Selección =
──────────────────────────────

Esta decisión puede explicarse por varios motivos. Parece estar operando, por ejemplo, una tentación parlamentarista. La sola idea de poder derribar ministros e intendentes resulta muy atractiva para cualquier asamblea. De hecho, tal fue la actitud de la oposición a la Unidad Popular, dando nacimiento a los célebres enroques de Salvador Allende. No obstante, se trata de una distorsión muy profunda de nuestro ordenamiento. El régimen chileno es presidencial, y la izquierda lo ha asumido así cuando ha ejercido el poder. No es serio que sectores democráticos se presten para una aventura de este tipo, que solo horada más nuestras dañadas instituciones.

Por otro lado, resulta evidente que el único modo que tiene la oposición para mostrar cierta unidad es el enfrentamiento con el Ejecutivo. En cualquier otra materia, emergen las naturales diferencias entre demócrata cristianos, social demócratas, comunistas y asambleístas de todos los colores. Con todo, esa unidad es muy ilusoria, pues solo tiene poder de destrucción. Eso podría servir, quizás, en otro contexto, pero acá no es solo el Gobierno el que está desplomado, sino todo el sistema. En ese sentido, incrementar el conflicto, alejándose de las preocupaciones ciudadanas, no le dará rédito alguno a la oposición. Dicho de otro modo, a un gobierno más frágil no le sigue —ni de lejos— una oposición más fuerte, sino simplemente el vacío. Por otro lado, en la acusación confluyen sectores que buscan explícitamente derribar al Gobierno, junto con otros que (aún) valoran la estabilidad institucional. Actuar juntos en las acusaciones vuelve muy difusa esa distinción y en esa lógica solo pueden ganar los más radicalizados.

Esto se vuelve más grave si consideramos lo siguiente. Estamos ad portas, si gana el Apruebo en abril, de iniciar un proceso constituyente inédito en nuestra historia. Pero no siempre somos conscientes de que ese proceso no llegará a buen puerto si nuestra política no logra abandonar la dinámica del conflicto. Resulta imprescindible, sobre todo en quienes son partidarios de una nueva Carta Fundamental, mostrar que hay disposición para emprender un esfuerzo de esa magnitud. Una Constitución no es un acuerdo sobre pensiones ni sobre salud, dos materias en las que nuestra clase política apenas logra consensos. Por lo mismo, es urgente tener el coraje de rehabilitar los acuerdos y el diálogo. La derecha ya entregó la Constitución, que era precisamente aquello que —según la izquierda— impedía una auténtica deliberación. En política hay que saber ganar sin humillar al rival, tal como en el casino hay que saber retirarse. En ese contexto, cuesta entender por qué los sectores moderados de la oposición no se deciden, de una buena vez, a establecer una relación republicana con el oficialismo. En ausencia de ella, puede ponerse en riesgo todo el proceso por el que tanto han luchado.

──────────────────────────────

Requisitos del ejercicio =
**A)** Duplica el pasaje de la selección que va desde "Esta decisión puede" hasta "nuestras dañadas instituciones.", ambos incluidos.
**B)** Para cada afirmación, indica si concuerda con la selección y respalda tu respuesta (sí o no) con las palabras decisivas citadas textualmente: (i) El régimen chileno es presidencial. (ii) A un gobierno más frágil le sigue una oposición más fuerte. (iii) La izquierda ya entregó la Constitución.

──────────────────────────────

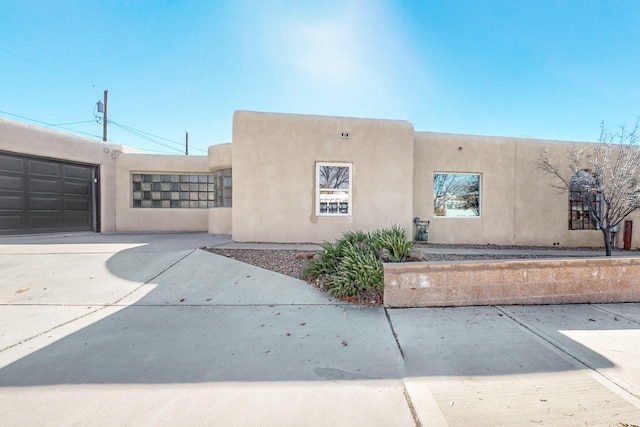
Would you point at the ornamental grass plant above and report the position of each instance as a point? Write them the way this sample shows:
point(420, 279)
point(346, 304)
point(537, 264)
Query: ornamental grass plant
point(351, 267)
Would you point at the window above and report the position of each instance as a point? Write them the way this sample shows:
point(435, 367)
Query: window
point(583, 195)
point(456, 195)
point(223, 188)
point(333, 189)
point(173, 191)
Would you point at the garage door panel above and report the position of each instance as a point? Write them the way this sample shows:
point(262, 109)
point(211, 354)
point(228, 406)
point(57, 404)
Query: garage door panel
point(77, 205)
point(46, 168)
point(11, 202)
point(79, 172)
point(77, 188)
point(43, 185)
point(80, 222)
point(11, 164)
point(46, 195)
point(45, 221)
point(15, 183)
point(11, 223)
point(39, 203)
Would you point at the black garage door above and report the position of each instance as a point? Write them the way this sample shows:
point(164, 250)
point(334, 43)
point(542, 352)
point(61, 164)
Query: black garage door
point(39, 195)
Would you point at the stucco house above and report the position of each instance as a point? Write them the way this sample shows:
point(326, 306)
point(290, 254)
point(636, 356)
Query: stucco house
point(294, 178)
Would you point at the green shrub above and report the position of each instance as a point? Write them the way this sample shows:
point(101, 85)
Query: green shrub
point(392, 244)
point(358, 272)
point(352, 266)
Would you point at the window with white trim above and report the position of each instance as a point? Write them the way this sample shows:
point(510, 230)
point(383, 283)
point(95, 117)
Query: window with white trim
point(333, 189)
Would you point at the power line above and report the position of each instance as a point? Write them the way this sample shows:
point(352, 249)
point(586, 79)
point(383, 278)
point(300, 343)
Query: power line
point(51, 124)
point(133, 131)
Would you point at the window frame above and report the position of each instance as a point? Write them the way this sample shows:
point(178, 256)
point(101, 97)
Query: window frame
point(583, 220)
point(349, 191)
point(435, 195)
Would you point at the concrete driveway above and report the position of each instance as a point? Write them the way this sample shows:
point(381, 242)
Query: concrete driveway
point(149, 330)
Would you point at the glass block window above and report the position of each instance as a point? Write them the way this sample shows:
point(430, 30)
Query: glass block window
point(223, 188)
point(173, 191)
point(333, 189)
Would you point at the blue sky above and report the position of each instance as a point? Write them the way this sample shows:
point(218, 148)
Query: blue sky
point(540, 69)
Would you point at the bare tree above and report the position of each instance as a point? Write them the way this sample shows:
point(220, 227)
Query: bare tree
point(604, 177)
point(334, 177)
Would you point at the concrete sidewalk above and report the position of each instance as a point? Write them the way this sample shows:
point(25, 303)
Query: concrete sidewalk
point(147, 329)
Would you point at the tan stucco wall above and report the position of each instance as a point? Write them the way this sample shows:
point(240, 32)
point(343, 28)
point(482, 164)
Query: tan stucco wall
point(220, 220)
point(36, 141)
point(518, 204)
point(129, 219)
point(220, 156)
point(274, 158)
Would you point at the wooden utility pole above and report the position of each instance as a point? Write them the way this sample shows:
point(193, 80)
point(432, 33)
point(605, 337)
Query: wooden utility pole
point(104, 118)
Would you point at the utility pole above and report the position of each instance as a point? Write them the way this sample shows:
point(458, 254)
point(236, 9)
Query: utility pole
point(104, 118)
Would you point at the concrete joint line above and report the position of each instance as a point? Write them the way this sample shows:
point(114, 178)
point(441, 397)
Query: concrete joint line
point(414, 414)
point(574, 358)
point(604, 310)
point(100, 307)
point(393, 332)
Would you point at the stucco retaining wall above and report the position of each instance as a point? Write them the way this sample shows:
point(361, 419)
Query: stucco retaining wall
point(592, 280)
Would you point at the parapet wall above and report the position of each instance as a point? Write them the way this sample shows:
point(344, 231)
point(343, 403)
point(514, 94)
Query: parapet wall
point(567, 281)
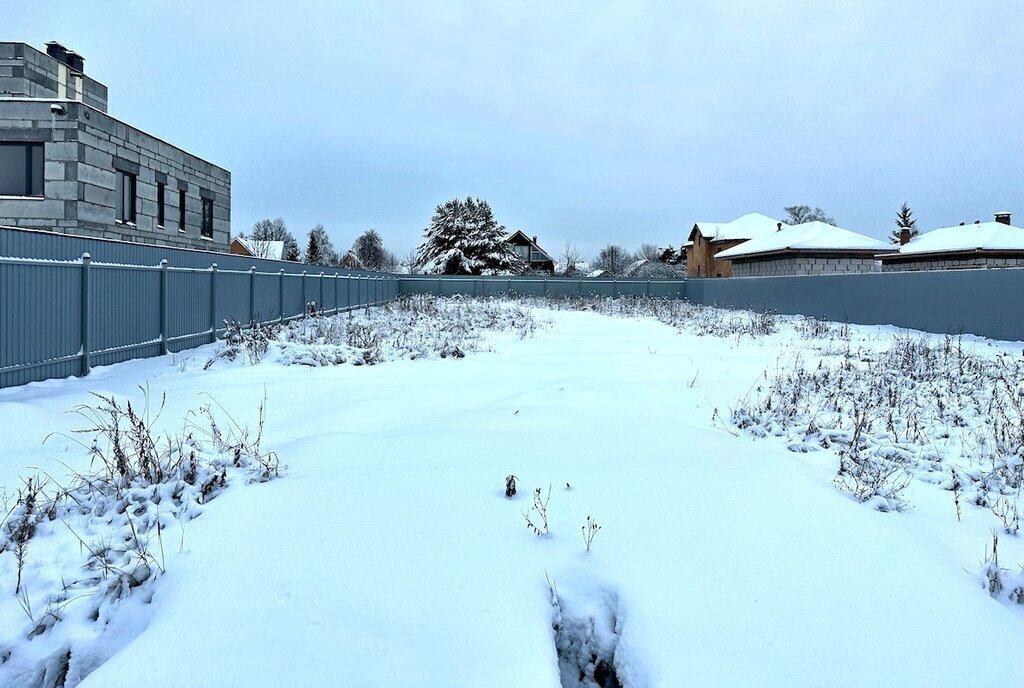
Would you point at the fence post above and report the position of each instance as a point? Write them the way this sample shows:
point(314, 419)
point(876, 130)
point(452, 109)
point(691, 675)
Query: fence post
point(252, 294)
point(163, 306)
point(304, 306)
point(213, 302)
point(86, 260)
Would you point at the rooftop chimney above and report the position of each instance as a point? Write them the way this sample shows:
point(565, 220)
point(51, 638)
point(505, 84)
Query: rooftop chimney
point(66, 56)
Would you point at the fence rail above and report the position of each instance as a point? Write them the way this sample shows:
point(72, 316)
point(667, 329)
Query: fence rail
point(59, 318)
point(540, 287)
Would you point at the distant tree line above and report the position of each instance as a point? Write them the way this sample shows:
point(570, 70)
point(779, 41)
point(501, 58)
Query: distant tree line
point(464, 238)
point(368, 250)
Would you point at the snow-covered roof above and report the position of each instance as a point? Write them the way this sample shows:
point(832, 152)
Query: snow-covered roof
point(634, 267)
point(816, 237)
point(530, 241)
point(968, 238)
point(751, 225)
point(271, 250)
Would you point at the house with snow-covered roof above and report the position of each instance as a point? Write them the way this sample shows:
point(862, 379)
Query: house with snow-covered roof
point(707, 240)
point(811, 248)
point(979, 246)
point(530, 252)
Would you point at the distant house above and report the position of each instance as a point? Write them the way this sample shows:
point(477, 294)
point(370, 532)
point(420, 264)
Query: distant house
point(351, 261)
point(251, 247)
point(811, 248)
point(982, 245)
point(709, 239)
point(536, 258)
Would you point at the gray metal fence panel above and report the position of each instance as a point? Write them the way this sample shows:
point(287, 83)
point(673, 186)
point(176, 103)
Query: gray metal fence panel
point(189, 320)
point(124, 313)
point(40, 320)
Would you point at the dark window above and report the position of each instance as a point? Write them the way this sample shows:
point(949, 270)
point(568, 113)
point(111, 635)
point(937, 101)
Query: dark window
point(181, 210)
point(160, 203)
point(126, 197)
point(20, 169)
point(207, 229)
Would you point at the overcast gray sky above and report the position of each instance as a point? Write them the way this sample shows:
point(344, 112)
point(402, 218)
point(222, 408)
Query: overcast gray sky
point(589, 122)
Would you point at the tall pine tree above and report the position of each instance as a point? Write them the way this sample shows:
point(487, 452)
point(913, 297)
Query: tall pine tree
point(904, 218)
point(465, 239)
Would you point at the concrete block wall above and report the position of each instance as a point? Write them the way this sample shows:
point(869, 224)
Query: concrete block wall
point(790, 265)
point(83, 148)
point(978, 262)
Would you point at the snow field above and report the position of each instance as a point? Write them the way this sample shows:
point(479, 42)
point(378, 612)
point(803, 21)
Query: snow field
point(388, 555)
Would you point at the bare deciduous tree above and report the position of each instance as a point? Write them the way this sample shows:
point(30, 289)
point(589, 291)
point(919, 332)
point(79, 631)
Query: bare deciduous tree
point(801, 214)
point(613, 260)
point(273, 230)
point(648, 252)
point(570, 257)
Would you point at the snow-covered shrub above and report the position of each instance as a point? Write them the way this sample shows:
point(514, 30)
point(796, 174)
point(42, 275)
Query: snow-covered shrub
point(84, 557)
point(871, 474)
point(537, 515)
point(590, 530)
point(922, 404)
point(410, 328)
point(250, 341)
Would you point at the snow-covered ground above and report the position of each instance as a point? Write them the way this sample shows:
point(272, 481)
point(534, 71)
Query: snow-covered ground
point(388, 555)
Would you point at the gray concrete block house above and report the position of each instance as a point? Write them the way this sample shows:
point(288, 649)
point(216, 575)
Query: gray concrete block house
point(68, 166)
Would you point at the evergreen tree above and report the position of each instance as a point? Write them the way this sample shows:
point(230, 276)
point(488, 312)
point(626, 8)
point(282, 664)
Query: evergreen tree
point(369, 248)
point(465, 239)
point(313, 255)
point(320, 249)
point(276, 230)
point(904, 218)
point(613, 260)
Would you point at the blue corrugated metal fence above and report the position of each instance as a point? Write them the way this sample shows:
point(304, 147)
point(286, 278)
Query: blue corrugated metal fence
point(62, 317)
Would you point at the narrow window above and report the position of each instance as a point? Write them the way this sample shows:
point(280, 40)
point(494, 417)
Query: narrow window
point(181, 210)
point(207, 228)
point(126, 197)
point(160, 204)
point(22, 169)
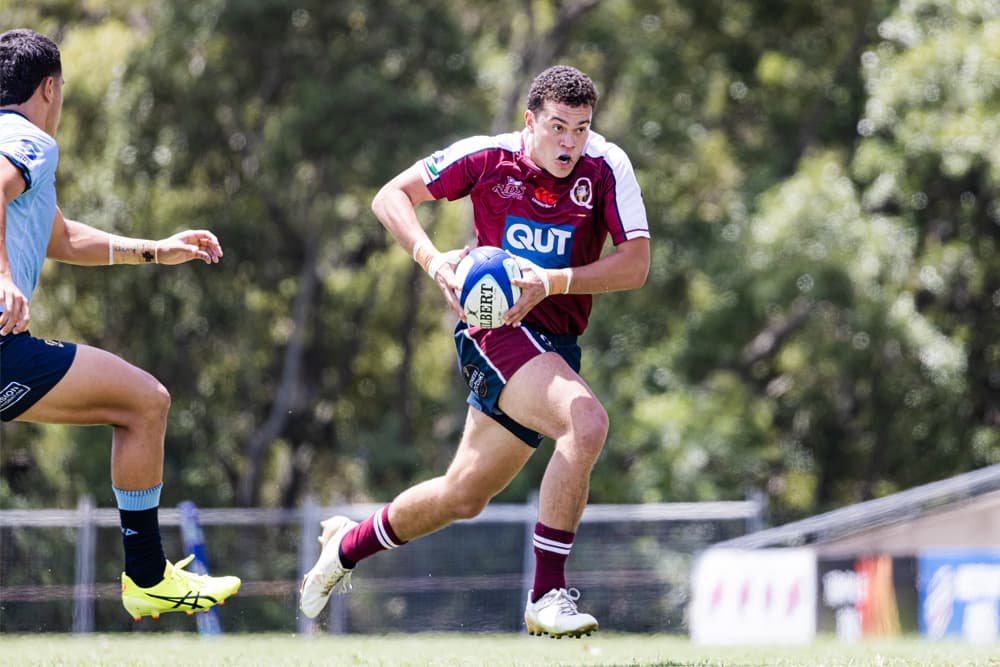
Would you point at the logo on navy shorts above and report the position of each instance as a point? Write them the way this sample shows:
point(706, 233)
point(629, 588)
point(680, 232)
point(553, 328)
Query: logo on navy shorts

──────────────────────────────

Resultados por tarea =
**A)**
Esta decisión puede explicarse por varios motivos. Parece estar operando, por ejemplo, una tentación parlamentarista. La sola idea de poder derribar ministros e intendentes resulta muy atractiva para cualquier asamblea. De hecho, tal fue la actitud de la oposición a la Unidad Popular, dando nacimiento a los célebres enroques de Salvador Allende. No obstante, se trata de una distorsión muy profunda de nuestro ordenamiento. El régimen chileno es presidencial, y la izquierda lo ha asumido así cuando ha ejercido el poder. No es serio que sectores democráticos se presten para una aventura de este tipo, que solo horada más nuestras dañadas instituciones.

**B)**
(i) Sí: "El régimen chileno es presidencial".
(ii) No: "a un gobierno más frágil no le sigue —ni de lejos— una oposición más fuerte, sino simplemente el vacío".
(iii) No: "La derecha ya entregó la Constitución".